═══ QUOTED PASSAGE ═══

Uhm, maybe i had to precise "using and building them"

Your example about analog meters is correct only til a certain point, and only for high currents, sorry.

If you have to measure 10A, you can also just use a coil EM meter ..... with 10 turns of 3 mm dia copper wire, the resistance is in the order of milliohm and don't interfer with the reading, but if you're precisely measuring milliamperes or microamperes, you just can't do it with a pure coil meter.

Having at home some analog instruments, i measured the internal resistance of some of them ..... the usual resistance for 1 mA instruments, as example, is 1 Kohm, and for a 100mA one is around 100 ohm ..... do you think you can add 1 kohm (or also just 100 ohm) to a circuit where you're measuring milliamperes, without influence both your reading AND the working parameters of the circuit ? ..... i really doubt about that .....

Your example about the network and Kirchhoff law is correct in theorical way, but at the practical act, you still measure differential voltage at the sides of the low value resistor with a high value, sensitive (and most of the times, amplified), voltmeter, when you use one of them (dismantle one and check, if you don't trust me ), cause over a certain range, your meter, with the correct shunt value for not influence the circuit that you are testing, just can't get enough current on the meter coil for move it ..... same as when you use, as example, an 0,1 ohm 0,5% constantane resistor for measure microamperes (the only practical and efficent way i found for not influence the circuit under test) , reading the voltage value at the sides through a 20.000 times, low noise, high speed, op amp chain ..... you can change the principle of the description, but not the substance of how the thing works, basically

I understand, and agree, that you're speaking about basical theories of electronics, but here i think we're more speaking about practical effects that these theories have, applied on practical laser circuits ..... and if you put a mA coil instrument in serie of a LD, you false your reading for sure, also cause usually peoples here uses CV cheap drivers, or at least 3-op-amp configuration circuits, that are built for a reduced range of resistance and voltage drop of the diode in working condition ..... i have some of them, around ..... the better one use 1 ohm resistor for current sense, the others from 2,7 to 4,7 ohm :P .....

═══

(GIVEN REQUEST 1):
Duplicate the rows of the segmentation records, beginning at the first line of the records and stopping after the line that contains "M85 36L103 33L102".
The forum post on measuring current and the rows that come next are unrelated material.

═══ EXTRACTED DATA ═══

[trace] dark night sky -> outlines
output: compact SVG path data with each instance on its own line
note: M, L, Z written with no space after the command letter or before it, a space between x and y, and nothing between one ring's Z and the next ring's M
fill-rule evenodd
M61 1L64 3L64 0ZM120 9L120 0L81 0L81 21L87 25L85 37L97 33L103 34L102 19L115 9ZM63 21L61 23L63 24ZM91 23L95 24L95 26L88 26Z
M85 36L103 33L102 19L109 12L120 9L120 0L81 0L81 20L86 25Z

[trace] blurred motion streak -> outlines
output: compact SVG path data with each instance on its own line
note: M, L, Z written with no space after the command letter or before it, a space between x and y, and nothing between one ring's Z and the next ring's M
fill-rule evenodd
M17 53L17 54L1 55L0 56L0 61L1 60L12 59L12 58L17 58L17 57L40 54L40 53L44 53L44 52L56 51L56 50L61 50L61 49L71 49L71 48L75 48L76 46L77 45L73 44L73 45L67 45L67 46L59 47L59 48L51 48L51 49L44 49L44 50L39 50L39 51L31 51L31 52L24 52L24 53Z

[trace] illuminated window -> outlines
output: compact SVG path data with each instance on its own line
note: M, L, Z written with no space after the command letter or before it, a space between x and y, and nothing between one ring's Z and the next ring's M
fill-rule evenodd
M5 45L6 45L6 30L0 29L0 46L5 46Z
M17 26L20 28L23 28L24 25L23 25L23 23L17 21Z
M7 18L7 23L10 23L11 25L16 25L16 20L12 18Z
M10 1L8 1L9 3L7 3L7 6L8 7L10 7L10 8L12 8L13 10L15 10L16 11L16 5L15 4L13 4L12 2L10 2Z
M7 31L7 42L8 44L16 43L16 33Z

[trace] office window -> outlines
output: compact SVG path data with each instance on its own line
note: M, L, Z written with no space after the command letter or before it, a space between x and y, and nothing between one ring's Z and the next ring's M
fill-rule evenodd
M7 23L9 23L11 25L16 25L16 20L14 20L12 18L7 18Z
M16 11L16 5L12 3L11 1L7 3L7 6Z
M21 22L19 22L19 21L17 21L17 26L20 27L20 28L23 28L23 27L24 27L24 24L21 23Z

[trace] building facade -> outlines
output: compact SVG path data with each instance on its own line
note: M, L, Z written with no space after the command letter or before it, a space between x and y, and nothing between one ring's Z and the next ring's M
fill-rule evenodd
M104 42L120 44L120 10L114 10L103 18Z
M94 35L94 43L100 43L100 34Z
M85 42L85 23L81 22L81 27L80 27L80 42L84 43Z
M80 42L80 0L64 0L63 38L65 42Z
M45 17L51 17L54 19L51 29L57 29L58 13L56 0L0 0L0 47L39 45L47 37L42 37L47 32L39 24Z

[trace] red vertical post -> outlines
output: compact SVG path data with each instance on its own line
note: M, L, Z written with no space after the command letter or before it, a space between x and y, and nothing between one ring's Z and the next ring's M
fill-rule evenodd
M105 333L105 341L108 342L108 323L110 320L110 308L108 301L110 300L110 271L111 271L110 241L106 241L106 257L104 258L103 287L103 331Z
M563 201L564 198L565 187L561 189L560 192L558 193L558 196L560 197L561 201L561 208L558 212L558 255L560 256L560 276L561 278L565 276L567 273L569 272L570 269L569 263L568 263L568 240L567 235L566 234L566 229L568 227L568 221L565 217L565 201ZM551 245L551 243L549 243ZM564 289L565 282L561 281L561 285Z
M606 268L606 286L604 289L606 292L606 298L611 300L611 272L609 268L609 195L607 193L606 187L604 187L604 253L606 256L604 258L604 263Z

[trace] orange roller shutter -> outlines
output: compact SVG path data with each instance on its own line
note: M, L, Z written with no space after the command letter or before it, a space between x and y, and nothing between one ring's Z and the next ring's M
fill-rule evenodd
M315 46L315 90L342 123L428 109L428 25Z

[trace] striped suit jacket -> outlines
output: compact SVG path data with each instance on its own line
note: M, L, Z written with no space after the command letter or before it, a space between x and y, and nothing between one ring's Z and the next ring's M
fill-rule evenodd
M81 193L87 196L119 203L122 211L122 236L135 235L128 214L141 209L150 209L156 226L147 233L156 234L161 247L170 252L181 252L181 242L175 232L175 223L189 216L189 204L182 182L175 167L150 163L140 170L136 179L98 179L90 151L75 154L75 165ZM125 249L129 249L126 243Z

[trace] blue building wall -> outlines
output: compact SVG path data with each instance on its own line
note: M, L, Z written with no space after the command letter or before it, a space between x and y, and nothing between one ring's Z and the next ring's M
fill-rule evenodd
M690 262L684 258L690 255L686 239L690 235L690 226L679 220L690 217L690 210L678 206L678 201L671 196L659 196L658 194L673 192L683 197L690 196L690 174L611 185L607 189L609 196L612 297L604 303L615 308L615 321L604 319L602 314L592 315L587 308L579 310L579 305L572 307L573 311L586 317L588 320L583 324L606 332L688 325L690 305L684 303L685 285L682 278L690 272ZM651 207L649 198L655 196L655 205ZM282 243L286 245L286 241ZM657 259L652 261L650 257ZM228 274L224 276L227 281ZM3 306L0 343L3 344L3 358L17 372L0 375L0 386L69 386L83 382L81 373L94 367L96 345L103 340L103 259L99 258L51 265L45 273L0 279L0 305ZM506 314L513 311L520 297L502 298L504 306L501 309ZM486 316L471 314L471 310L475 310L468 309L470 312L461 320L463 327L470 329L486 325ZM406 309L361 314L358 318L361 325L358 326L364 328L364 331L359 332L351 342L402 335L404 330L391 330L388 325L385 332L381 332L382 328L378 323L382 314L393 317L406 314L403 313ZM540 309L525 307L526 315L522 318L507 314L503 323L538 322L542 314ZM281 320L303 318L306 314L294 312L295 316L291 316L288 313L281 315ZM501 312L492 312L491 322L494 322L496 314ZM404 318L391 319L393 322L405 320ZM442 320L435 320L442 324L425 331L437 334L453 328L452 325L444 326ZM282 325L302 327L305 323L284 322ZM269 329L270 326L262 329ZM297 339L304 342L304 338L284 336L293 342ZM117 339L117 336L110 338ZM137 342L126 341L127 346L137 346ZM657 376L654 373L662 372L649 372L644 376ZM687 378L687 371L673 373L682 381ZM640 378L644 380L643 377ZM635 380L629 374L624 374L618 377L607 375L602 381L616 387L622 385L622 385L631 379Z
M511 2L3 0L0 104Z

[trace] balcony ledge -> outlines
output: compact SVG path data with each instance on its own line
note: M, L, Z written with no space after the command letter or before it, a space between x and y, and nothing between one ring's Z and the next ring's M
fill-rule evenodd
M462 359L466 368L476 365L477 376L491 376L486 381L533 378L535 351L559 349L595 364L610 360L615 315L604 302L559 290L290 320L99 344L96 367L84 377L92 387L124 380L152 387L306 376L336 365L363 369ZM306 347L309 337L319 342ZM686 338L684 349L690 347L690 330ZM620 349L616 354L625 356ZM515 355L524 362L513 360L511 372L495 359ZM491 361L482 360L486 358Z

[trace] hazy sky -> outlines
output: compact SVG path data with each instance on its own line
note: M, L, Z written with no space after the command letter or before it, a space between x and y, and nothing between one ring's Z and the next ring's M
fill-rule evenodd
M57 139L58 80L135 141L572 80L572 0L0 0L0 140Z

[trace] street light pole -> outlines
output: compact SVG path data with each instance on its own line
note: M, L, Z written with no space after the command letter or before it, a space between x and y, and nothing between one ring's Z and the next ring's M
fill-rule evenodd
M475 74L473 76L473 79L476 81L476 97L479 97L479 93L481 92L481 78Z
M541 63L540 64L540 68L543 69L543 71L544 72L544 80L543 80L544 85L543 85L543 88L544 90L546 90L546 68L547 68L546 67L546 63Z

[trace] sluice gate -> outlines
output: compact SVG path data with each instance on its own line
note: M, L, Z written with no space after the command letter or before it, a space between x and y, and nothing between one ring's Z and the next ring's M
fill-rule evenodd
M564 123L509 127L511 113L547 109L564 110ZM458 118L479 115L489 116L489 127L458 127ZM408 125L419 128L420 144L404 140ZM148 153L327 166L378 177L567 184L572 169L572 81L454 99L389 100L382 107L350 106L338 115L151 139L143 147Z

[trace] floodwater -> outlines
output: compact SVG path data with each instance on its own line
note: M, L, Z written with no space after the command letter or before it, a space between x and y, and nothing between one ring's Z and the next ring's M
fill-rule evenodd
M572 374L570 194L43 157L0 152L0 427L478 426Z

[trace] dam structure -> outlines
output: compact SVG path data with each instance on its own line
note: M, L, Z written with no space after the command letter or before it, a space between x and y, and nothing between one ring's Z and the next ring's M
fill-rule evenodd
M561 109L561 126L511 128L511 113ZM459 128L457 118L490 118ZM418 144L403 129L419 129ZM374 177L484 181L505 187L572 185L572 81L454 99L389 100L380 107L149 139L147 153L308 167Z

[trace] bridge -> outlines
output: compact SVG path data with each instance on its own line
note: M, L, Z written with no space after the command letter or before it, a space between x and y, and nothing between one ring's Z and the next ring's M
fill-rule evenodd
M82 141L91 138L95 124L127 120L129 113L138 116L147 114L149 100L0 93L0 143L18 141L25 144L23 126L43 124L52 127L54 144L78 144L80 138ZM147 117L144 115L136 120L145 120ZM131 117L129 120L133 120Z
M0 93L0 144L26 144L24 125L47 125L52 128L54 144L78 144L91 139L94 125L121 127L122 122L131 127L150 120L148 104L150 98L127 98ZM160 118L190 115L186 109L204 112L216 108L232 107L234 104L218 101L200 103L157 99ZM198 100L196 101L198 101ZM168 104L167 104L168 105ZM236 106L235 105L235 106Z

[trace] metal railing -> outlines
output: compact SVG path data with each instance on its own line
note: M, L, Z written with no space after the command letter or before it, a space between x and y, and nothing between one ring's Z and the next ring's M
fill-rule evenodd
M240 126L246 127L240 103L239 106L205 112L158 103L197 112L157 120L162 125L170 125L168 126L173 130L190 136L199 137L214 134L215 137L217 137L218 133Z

═══

(GIVEN REQUEST 2):
In the forum post on measuring current, why does a mA coil instrument placed in series with a laser diode falsify the reading?

(COMPLETE RESPONSE 1):
[trace] dark night sky -> outlines
output: compact SVG path data with each instance on its own line
note: M, L, Z written with no space after the command letter or before it, a space between x and y, and nothing between one ring's Z and the next ring's M
fill-rule evenodd
M61 1L64 3L64 0ZM120 9L120 0L81 0L81 21L87 25L85 37L97 33L103 34L102 19L115 9ZM63 21L61 23L63 24ZM91 23L95 24L95 26L88 26Z
M85 36L103 33L102 19L109 12L120 9L120 0L81 0L81 20L86 25Z

(COMPLETE RESPONSE 2):
Such instruments have a sizable internal resistance, around 1 kohm for a 1 mA instrument and around 100 ohm for a 100 mA one, which influences both the reading and the working parameters of the circuit. The post also points out that people usually use cheap CV drivers or 3-op-amp circuits, which are built for only a reduced range of resistance and diode voltage drop.